**Brief A**
Tally the lines in the records below that contain the string "sock", treating case as significant, and give only the number.

**Document excerpt**

From RxJS to Flink: Processing Data Streams

1. What Is Frontend Development?

A question may be posed in the process of frontend development, "What is frontend development?" In my opinion, the essence of frontend development is to realize the correct response of the web page view to related events. There are three keywords, web page view, correct response, and related events.

Related events may include page clicking, mouse moving, timer, and server request. Correct responding means some statuses need to be modified according to related events. Web page view is the most familiar part during frontend development.

From this point of view, the formula is listed below:

View = reactionFn(Event)

In frontend development, events that need to be processed can be classified into the following three types:

An action performed on the page by users, such as clicking and mouse moving
Data interaction between a remote server and a local device, such as fetching and WebSocket
The local asynchronous events, such as setTimeout and setInterval async_event

In this way, the formula is listed below:

View = reactionFn(UserEvent | Timer | Remote API)

2. Logic Processing in Applications

The section below uses a new website to understand the relationship between the formula and frontend development. The website has three requirements:

Click Refreshing: Click the Button to refresh the data
Checkbox Refreshing: Select the Checkbox for automatic refreshing, or it will be stopped.
Pulldown Refreshing: Refresh the data when the user pulls down the page

From the frontend perspective, the three requirements respectively correspond to:

Click Refreshing: click → fetch
Checkbox Refreshing: change → (setInterval + clearInterval) → fetch
Pulldown Refreshing: (touchstart + touchmove + touchend) → fetch news_app

1. MVVM

In the MVVM mode, the preceding response function (reactionFn) is executed between the Model and the ViewModel or between the View and the ViewModel. The Event is processed between the View and the ViewModel.

MVVM mode can effectively abstract the View layer and the data layer, but the response function (reactionFn) will be scattered in different conversion processes. This makes it difficult to track the data empowerment and collection processes accurately. In addition, since the processing of the Event is closely related to the View in the model, it is difficult to reuse the logic of Event processing between the View and the ViewModel.

2. Redux

In the simplest Redux model, a combination of several events corresponds to an Action. The reducer function can directly correspond to the reactionFn.

However, in the Redux model:

The State can only be used to describe intermediate states instead of intermediate processes.
The Action and Event do not have one-on-one correspondence. Therefore, it is difficult to track the change source of the State.

(Source records)
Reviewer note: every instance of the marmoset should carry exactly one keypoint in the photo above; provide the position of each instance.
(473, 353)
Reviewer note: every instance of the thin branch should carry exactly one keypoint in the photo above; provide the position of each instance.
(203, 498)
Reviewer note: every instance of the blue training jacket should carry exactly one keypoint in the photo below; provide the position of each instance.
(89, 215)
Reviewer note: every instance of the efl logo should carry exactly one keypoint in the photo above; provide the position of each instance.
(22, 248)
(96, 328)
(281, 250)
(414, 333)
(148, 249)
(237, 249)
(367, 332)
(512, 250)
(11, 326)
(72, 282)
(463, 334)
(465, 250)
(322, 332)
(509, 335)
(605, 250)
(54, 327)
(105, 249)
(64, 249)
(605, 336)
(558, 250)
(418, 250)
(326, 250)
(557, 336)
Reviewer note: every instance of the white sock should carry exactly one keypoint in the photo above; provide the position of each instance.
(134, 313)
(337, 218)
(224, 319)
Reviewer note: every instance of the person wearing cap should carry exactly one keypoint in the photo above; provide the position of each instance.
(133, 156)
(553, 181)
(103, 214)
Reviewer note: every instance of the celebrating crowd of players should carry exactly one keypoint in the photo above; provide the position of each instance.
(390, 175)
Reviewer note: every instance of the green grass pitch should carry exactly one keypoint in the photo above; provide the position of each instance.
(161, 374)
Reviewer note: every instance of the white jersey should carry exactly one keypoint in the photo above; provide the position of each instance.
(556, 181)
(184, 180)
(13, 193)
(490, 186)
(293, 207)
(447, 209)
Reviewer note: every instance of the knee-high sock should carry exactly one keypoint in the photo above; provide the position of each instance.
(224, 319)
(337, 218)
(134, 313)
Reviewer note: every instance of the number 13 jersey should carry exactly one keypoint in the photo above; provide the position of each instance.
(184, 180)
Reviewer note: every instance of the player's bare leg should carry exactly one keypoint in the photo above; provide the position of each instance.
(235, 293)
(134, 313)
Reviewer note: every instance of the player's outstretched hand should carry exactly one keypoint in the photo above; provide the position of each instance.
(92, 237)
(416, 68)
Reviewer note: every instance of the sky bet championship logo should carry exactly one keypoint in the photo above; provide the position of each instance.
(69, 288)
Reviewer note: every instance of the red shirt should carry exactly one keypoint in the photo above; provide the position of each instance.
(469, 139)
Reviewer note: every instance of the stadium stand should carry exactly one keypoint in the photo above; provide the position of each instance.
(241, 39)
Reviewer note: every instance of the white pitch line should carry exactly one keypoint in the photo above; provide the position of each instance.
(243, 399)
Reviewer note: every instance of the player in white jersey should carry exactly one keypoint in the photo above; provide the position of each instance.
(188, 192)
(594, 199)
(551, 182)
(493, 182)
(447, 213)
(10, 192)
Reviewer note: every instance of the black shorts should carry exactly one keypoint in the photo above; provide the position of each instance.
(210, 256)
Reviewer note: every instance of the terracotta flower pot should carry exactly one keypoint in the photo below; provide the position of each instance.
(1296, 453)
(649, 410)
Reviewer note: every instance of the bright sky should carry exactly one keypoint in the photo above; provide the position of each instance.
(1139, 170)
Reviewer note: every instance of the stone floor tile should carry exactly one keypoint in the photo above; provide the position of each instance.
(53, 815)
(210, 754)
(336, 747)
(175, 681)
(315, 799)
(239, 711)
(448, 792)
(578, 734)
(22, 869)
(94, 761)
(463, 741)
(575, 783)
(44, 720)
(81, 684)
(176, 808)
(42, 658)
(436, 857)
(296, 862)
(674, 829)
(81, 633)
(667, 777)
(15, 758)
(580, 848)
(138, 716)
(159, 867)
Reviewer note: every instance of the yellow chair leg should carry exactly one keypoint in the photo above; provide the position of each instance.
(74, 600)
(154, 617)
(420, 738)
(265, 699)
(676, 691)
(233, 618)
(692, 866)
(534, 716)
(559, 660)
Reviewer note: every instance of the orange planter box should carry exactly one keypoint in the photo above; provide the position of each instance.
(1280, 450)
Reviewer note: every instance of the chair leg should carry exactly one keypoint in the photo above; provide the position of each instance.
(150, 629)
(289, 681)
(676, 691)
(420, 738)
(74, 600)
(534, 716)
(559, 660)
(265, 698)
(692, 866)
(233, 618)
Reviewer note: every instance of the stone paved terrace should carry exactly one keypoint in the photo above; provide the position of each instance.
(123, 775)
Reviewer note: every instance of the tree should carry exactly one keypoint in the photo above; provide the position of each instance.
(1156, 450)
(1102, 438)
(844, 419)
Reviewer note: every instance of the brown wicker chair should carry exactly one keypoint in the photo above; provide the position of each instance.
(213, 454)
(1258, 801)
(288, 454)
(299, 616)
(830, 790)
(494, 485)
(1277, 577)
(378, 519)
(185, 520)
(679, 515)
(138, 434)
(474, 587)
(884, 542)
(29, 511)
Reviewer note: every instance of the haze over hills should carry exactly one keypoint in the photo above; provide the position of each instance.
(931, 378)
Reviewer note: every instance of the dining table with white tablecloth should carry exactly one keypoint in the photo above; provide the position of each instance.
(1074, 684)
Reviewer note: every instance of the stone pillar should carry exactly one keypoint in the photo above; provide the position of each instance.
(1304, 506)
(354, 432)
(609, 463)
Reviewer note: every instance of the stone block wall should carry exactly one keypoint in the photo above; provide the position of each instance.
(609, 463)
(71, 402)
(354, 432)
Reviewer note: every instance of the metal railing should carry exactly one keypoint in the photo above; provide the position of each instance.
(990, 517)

**Brief B**
According to the article on processing data streams, which three keywords capture the essence of frontend development?

**Exercise answer A**
2

**Exercise answer B**
Web page view, correct response, and related events.